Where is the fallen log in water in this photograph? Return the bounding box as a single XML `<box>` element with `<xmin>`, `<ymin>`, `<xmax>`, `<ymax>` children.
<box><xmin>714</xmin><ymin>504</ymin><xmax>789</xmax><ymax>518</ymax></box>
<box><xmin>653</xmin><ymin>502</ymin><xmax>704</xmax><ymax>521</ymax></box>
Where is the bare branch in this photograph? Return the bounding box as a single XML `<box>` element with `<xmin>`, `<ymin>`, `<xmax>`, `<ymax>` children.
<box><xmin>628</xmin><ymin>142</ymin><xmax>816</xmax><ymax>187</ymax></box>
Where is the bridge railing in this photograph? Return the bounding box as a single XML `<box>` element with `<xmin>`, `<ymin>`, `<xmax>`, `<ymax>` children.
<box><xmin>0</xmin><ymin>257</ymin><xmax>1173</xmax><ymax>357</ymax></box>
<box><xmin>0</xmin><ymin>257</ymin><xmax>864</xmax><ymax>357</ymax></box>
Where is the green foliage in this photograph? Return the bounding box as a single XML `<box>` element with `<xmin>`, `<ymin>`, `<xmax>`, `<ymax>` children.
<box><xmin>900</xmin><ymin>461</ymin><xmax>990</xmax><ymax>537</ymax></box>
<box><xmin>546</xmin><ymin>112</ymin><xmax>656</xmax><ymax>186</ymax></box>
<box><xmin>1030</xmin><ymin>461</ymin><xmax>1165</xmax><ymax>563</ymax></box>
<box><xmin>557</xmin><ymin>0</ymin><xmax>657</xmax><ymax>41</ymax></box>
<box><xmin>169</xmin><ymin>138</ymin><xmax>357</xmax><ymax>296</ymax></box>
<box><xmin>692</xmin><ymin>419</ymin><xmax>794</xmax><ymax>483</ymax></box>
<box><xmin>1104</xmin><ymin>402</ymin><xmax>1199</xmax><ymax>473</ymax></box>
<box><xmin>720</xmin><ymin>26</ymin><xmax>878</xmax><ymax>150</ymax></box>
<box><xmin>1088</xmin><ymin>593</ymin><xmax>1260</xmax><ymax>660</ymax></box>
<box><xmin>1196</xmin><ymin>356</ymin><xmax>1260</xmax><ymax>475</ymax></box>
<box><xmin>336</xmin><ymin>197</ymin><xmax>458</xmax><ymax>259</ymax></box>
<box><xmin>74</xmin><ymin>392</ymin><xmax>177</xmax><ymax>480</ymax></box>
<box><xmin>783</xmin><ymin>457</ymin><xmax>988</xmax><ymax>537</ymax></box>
-------
(Work request) Every line, from the one holding "Where is the bare" through the last line of the material above, should be transcribed exactly, and no line outside that range.

(Answer to this task)
Where is the bare branch in this photograph? Return the bounding box as a single XML `<box>` element with `<xmin>`, `<ymin>`, `<xmax>`, `<ymax>` children.
<box><xmin>628</xmin><ymin>142</ymin><xmax>816</xmax><ymax>187</ymax></box>
Where is the bridge railing in this photograph? Return the bounding box as a single XML `<box>` element with `<xmin>`, `<ymin>`, `<xmax>`, `<ymax>` children.
<box><xmin>0</xmin><ymin>257</ymin><xmax>1173</xmax><ymax>357</ymax></box>
<box><xmin>0</xmin><ymin>257</ymin><xmax>864</xmax><ymax>357</ymax></box>
Where is the green foliage in this photograph? Return the bounding box as a single XML `<box>` element with `<xmin>`, `<ymin>`, `<xmax>`, `<ymax>` children.
<box><xmin>900</xmin><ymin>461</ymin><xmax>990</xmax><ymax>537</ymax></box>
<box><xmin>546</xmin><ymin>112</ymin><xmax>656</xmax><ymax>186</ymax></box>
<box><xmin>1030</xmin><ymin>461</ymin><xmax>1165</xmax><ymax>563</ymax></box>
<box><xmin>557</xmin><ymin>0</ymin><xmax>657</xmax><ymax>41</ymax></box>
<box><xmin>169</xmin><ymin>138</ymin><xmax>357</xmax><ymax>296</ymax></box>
<box><xmin>692</xmin><ymin>419</ymin><xmax>794</xmax><ymax>483</ymax></box>
<box><xmin>1104</xmin><ymin>402</ymin><xmax>1199</xmax><ymax>473</ymax></box>
<box><xmin>720</xmin><ymin>26</ymin><xmax>878</xmax><ymax>150</ymax></box>
<box><xmin>1088</xmin><ymin>593</ymin><xmax>1260</xmax><ymax>660</ymax></box>
<box><xmin>1196</xmin><ymin>356</ymin><xmax>1260</xmax><ymax>475</ymax></box>
<box><xmin>336</xmin><ymin>197</ymin><xmax>458</xmax><ymax>259</ymax></box>
<box><xmin>74</xmin><ymin>392</ymin><xmax>177</xmax><ymax>480</ymax></box>
<box><xmin>783</xmin><ymin>457</ymin><xmax>988</xmax><ymax>537</ymax></box>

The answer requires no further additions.